HOW TO COMPLETE THIS TASK
Your answer should contain every line of the records, transcribed word for word.

EXTRACTED DATA
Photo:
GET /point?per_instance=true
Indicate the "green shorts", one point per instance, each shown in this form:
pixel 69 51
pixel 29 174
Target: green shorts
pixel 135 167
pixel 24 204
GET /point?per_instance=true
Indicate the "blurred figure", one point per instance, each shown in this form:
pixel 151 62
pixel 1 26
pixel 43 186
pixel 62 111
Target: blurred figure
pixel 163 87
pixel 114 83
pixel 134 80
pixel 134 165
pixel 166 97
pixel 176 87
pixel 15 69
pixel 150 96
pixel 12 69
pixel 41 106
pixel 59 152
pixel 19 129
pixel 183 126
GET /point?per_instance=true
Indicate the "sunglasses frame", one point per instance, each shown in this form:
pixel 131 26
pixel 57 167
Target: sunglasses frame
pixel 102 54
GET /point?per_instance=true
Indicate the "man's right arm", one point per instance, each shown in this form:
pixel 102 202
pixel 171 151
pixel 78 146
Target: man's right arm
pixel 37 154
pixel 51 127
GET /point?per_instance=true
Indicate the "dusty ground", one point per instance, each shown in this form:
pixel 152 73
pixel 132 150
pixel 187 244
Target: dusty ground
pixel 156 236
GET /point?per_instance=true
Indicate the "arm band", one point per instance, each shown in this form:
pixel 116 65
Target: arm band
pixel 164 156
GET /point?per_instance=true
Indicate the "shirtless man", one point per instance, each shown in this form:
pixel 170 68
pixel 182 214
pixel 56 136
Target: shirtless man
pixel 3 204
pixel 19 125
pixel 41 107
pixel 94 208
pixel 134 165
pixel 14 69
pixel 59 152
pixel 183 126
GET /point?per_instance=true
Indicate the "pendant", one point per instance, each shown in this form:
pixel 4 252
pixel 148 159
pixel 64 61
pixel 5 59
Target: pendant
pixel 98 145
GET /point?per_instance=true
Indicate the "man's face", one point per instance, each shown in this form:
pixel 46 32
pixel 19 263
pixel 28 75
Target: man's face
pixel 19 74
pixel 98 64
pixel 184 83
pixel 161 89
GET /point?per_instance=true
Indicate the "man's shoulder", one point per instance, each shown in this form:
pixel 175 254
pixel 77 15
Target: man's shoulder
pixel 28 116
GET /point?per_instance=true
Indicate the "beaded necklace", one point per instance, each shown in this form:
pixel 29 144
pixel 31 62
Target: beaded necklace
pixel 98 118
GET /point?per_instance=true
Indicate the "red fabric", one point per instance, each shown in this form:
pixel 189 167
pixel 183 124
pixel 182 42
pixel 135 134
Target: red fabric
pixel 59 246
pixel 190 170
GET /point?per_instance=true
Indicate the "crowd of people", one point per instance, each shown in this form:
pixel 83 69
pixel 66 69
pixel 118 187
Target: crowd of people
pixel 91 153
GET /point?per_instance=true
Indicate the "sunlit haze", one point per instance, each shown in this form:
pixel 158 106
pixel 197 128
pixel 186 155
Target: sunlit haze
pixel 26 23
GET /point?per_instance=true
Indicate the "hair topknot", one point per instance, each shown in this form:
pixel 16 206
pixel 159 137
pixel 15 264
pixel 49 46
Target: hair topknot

EXPECTED ANSWER
Photo:
GET /point?per_instance=true
Indicate the "green shorts", one point per instance, each shown in this form:
pixel 69 51
pixel 29 174
Target: green shorts
pixel 135 167
pixel 24 204
GET /point?per_instance=true
Indicate the "blurred figure", one point per instance, each shown in this form:
pixel 151 62
pixel 1 26
pixel 43 186
pixel 62 111
Target: blurred figure
pixel 163 87
pixel 114 83
pixel 134 80
pixel 134 165
pixel 166 97
pixel 176 87
pixel 15 69
pixel 150 96
pixel 12 69
pixel 41 106
pixel 59 152
pixel 19 129
pixel 183 126
GET /point?per_instance=true
Indicate the "sunglasses frame", one point per instance, each shown in this form:
pixel 131 26
pixel 57 167
Target: sunglasses frame
pixel 102 54
GET /point?per_instance=true
Indicate the "man's right arm", one point per instance, each shown in this form:
pixel 102 202
pixel 171 151
pixel 78 146
Target: man's right arm
pixel 37 154
pixel 51 127
GET /point?per_instance=true
Indicate the "dusty ground", one point per instance, each shown in this form:
pixel 152 73
pixel 132 150
pixel 187 244
Target: dusty ground
pixel 156 236
GET /point?per_instance=true
Indicate the "arm band", one point per instance, each shown in this form:
pixel 116 65
Target: arm band
pixel 164 156
GET /point?per_instance=true
Indicate the "shirtless man", one point per instance, each shown in this form:
pixel 170 68
pixel 182 214
pixel 56 136
Target: shirtless man
pixel 3 204
pixel 19 125
pixel 41 107
pixel 94 208
pixel 134 165
pixel 14 69
pixel 59 152
pixel 183 126
GET /point?per_instance=true
Indicate the "pendant", one point per instance, each shown in this form:
pixel 4 252
pixel 148 159
pixel 64 61
pixel 5 59
Target: pendant
pixel 98 145
GET /point?per_instance=true
Indicate the "man's face", one point per instance, each shown in this form:
pixel 46 32
pixel 19 263
pixel 28 75
Target: man's face
pixel 19 74
pixel 98 64
pixel 184 83
pixel 161 89
GET /point?per_instance=true
Indicate the "man's shoulder", one point per instance, each shown in this form:
pixel 175 254
pixel 77 15
Target: man's shoulder
pixel 28 116
GET /point?per_instance=true
Indicate the "beaded necklace", one point per instance, each shown in this form:
pixel 29 144
pixel 31 62
Target: beaded necklace
pixel 98 118
GET /point?per_instance=true
Indicate the "red fabric", one point per instance, each shown in this form:
pixel 189 167
pixel 183 124
pixel 182 42
pixel 135 134
Target: red fabric
pixel 59 246
pixel 190 170
GET /point?per_instance=true
Indicate the "crowd of people", one point per instance, each shown in this form:
pixel 83 69
pixel 66 69
pixel 118 187
Target: crowd of people
pixel 91 153
GET /point?per_instance=true
Indicate the "sunlit haze", one point per instance, each shown in this form:
pixel 158 106
pixel 197 128
pixel 186 155
Target: sunlit haze
pixel 26 23
GET /point?per_instance=true
Indicate the "hair topknot", one point per instance, each shown in this form:
pixel 16 206
pixel 159 137
pixel 15 264
pixel 49 46
Target: hair topknot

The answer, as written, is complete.